**Text provided**:

◇ ◇ ◇ ◇ ◇

September 2019

School of Social Work Names Endowed Professorship

September 19, 2019    |  

The University of Maryland School of Social Work (UMSSW) welcomes Brenda Jones Harden, PhD, MSW, as the school’s first Alison Richman Professor for Children and Families.

Brenda Jones Harden, PhD, MSW, and Richard P. Barth, PhD, MSW, dean of the University of Maryland School of Social Work.

Brenda Jones Harden, PhD, MSW, and Richard P. Barth, PhD, MSW, dean of the University of Maryland School of Social Work.

Jones Harden earned her MSW degree from New York University and her PhD in Developmental and Clinical Psychology from Yale University. Before her arrival at the University of Maryland, Baltimore (UMB), she worked at the University of Maryland, College Park as a professor with several years of leadership in child welfare and early childhood mental health research.

“I am thrilled that the Alison Richman Professorship has given us the opportunity to add Brenda Jones Harden to our faculty,” said Richard P. Barth, PhD, MSW, dean of the School of Social Work. “Brenda is one of the nation’s leading scholars on early childhood services and child welfare services. Her background as a social worker and her training as a developmentalist create a deep pool of talent that we will richly enjoy.” 

The Alison Richman Professor for Children and Families, named after Alison L. Richman, MSW ’84, offers UMSSW the opportunity to continue to attract and support great faculty in what has historically been the school’s strongest area of research, Barth said. The professorship was endowed in honor of Richman by her family in recognition of her dedication to excellence in children and family services. The Alison Richman Professorship will provide the named professor with additional resources to support the appointee’s research, scholarship, and travel for the dissemination of scholarship.

◇ ◇ ◇ ◇ ◇

**What this exercise asks**:
(A) Translate this sentence from the endowed professorship announcement into Spanish: "The professorship was endowed in honor of Richman by her family in recognition of her dedication to excellence in children and family services."
(B) According to the endowed professorship announcement, where did Brenda Jones Harden earn her PhD?
The entries that come next have no connection to the endowed professorship announcement.

[Spatial localization data]
◇ ◇ ◇ ◇ ◇

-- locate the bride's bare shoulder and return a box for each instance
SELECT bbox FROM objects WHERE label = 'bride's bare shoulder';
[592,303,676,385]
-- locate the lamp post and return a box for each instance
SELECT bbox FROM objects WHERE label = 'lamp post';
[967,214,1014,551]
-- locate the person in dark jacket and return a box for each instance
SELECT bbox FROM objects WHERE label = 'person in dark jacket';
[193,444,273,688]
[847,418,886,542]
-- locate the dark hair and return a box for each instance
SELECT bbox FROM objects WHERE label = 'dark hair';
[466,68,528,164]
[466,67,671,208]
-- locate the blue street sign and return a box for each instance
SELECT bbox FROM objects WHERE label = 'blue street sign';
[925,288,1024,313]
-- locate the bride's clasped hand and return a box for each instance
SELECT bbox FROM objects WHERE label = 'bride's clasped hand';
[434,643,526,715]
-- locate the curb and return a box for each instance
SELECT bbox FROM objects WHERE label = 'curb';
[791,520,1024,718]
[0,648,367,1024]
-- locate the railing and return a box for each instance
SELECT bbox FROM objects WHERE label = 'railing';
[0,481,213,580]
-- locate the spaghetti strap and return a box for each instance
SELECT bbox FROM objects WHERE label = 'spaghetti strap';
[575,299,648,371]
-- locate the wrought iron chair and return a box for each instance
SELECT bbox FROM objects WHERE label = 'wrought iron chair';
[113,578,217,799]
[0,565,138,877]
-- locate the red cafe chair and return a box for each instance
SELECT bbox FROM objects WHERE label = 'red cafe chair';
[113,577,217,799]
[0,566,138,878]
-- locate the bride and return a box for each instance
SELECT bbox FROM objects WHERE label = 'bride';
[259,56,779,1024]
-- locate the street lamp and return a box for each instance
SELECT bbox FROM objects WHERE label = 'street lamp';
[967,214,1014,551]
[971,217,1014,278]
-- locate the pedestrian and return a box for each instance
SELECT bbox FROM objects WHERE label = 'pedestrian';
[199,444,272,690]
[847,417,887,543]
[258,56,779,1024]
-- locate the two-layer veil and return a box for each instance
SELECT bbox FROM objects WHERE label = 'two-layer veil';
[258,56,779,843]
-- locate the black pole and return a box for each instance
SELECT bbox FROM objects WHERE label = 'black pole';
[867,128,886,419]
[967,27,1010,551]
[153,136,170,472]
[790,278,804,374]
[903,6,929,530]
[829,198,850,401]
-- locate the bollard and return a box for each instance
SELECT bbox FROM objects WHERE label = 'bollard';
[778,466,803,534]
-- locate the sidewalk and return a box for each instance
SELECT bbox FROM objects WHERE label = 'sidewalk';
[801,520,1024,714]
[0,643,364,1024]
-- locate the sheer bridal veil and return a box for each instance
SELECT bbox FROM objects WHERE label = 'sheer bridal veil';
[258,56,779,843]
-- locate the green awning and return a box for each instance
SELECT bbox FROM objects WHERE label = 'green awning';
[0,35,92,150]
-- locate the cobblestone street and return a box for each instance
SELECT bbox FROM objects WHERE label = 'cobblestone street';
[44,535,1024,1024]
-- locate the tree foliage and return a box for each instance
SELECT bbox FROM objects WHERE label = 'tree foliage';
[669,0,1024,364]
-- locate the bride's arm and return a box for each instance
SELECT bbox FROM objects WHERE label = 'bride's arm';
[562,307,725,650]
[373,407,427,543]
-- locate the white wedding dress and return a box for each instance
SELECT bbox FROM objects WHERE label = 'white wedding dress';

◇ ◇ ◇ ◇ ◇

**Task results**:
(A) La cátedra fue dotada en honor de Richman por su familia en reconocimiento a su dedicación a la excelencia en los servicios para niños y familias.

(B) Yale University, in Developmental and Clinical Psychology.